Cette interprétation de l’administration Obama ne fait pas l’objet d’un traité international, mais d’un « Space Act », propre aux États-Unis, loi adoptée par le Congrès en novembre 2015 puis ­promulguée par le président Barack Obama un mois plus tard. Il permet aux Américains non seulement de prospecter l’eau et les métaux des astéroïdes et des planètes, mais de les extraire et de les vendre. Les entreprises privées intéressées peuvent ainsi se lancer dans l’affaire : les géants du Net et de l’Information, Google et Amazon, et divers consortiums privés dotés de bien plus riches moyens que la NASA, s’allient avec cette dernière, donnant-donnant, profitant de sa science et de son expérience, tous s’engouffrent dans l’affaire avec d’immenses projets.
Les Russes et la Chine protestent à l’ONU, mais celle-ci ne peut rien sur une loi des USA.
Une fois encore, dans l’Histoire, les États-Unis contreviennent ouvertement à un traité qu’ils ont signé auparavant, en parfaite illégalité et impunité.

> **Entrées enregistrées**:
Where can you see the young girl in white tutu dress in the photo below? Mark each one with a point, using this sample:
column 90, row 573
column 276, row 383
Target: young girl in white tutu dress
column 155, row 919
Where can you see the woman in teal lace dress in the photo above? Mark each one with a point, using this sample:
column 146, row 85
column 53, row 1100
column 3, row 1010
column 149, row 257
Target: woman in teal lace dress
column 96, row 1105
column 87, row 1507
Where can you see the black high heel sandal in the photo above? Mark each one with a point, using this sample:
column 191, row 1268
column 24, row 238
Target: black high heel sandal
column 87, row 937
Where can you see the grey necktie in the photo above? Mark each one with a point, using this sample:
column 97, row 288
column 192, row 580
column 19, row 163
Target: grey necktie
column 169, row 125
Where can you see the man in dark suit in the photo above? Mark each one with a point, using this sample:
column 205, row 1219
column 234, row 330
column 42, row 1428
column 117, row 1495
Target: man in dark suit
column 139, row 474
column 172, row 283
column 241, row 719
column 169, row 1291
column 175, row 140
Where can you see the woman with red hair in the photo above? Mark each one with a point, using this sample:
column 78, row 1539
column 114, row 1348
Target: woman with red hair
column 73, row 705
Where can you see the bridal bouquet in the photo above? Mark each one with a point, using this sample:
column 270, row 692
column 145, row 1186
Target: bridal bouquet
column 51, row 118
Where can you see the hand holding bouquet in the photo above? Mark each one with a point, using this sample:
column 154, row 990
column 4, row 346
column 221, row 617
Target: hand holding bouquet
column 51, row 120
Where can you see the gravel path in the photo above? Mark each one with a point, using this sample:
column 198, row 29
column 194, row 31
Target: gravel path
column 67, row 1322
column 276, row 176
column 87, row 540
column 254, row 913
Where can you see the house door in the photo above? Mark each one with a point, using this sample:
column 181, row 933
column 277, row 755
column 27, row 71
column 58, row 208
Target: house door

> **CONSIGNE A**:
Répondez à ces questions sur le texte consacré au Space Act :
(i) En quel mois et en quelle année le Congrès a-t-il adopté cette loi ?
(ii) Qui proteste à l'ONU ?
(iii) Quels géants du Net et de l'Information sont cités ?
> **CONSIGNE B**:
Indiquez si chacune de ces affirmations concorde avec le texte sur le Space Act, en répondant par oui ou par non et en citant les mots décisifs du texte :
(i) Le Space Act est un traité international.
(ii) La loi autorise les Américains à extraire et à vendre les ressources des astéroïdes et des planètes.
(iii) L'ONU a le pouvoir d'agir sur cette loi.
> **CONSIGNE C**: Résumez en deux phrases le texte sur le Space Act.
Ces enregistrements n'ont aucun lien avec le texte.

> **RÉPONSE A**:
(i) En novembre 2015.
(ii) Les Russes et la Chine.
(iii) Google et Amazon.

> **RÉPONSE B**:
(i) Non : « ne fait pas l’objet d’un traité international ».
(ii) Oui : « mais de les extraire et de les vendre ».
(iii) Non : « celle-ci ne peut rien sur une loi des USA ».

> **RÉPONSE C**: Le Space Act, loi américaine adoptée par le Congrès en novembre 2015 puis promulguée par Barack Obama, permet aux Américains de prospecter, d'extraire et de vendre l'eau et les métaux des astéroïdes et des planètes, ce qui attire des entreprises privées alliées à la NASA. Les Russes et la Chine protestent à l'ONU, qui ne peut rien sur cette loi, et selon le texte, les États-Unis contreviennent ainsi ouvertement à un traité qu'ils avaient signé.